**PROVIDED DATA**
## Start
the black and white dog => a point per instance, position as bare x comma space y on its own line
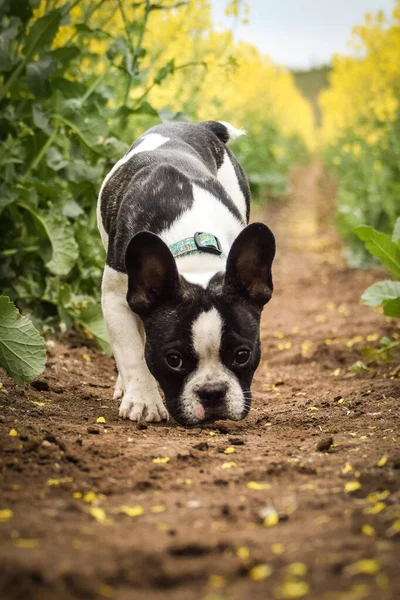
## End
## Start
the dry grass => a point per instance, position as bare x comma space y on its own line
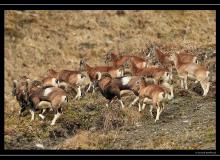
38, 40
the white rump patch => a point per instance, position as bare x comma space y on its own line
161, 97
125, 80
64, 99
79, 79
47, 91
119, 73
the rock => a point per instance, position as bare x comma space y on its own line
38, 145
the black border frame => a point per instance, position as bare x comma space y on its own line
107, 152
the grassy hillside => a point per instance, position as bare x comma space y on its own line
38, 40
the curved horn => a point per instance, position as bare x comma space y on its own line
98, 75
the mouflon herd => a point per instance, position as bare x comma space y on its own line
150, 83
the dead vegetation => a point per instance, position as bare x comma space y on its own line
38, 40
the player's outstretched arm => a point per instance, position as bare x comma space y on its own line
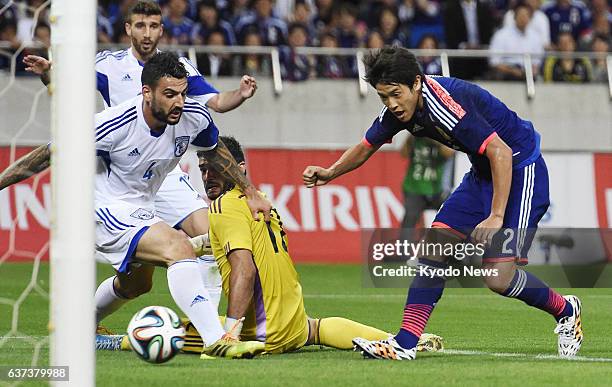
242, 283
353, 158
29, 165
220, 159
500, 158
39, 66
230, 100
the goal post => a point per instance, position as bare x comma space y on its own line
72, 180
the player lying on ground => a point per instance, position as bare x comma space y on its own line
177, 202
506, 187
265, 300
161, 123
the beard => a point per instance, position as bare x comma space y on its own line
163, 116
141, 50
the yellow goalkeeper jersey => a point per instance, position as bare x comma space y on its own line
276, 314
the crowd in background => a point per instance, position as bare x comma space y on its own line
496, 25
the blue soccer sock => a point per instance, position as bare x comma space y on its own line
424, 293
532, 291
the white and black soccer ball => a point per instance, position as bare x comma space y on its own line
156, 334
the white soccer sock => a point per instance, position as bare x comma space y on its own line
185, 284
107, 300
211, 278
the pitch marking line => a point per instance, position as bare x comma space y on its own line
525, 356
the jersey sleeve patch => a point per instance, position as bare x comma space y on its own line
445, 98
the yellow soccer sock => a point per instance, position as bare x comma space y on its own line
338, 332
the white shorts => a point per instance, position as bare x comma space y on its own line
## End
Rewrite the entries from the line containing "the beard =>" up to and including the line containing "the white shorts" as a JSON list of strings, with one string per line and blank lines omitted.

**RESPONSE TO THE EXERCISE**
[
  "the beard => a point per instance, position as bare x comma space y on its own line",
  "163, 116",
  "141, 50",
  "the yellow goalkeeper jersey => a point per instance, position as bare x comma space y on its own line",
  "276, 314",
  "the crowd in background => a point per instance, position as bare x comma space y on its own line",
  "496, 25",
  "the blue soccer sock => a point per instance, position as bare x comma space y on its own line",
  "424, 293",
  "532, 291",
  "the white and black soccer ball => a point per instance, position as bare x comma space y on its own line",
  "156, 334",
  "the white soccer sock => a point per instance, position as bare x comma space y on its own line",
  "185, 284",
  "107, 300",
  "211, 278",
  "the pitch marking line => a point per instance, position as bare x comma space y on its own line",
  "525, 356",
  "the jersey sleeve patch => a point per instance, position as bare x comma space y on its own line",
  "445, 98",
  "the yellow soccer sock => a point per instance, position as bare x comma space y on its own line",
  "338, 332",
  "the white shorts => a point per instance, position as bare x comma space y on its own line"
]